* START *
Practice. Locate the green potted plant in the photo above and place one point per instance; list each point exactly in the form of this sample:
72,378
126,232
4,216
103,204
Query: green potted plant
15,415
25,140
* END *
- **TASK PROMPT**
Rewrite every line of the records above, leaving the requests unchanged, but multiply each coordinate in the answers by 1.45 and round it to a whole number, rounding halves up.

- **ANSWER FOR THIS EXERCISE**
Practice. Locate the green potted plant in the photo above and place one point per instance; list each point exactly in the form of this sample:
72,378
126,232
4,216
103,204
Query: green potted plant
22,602
36,203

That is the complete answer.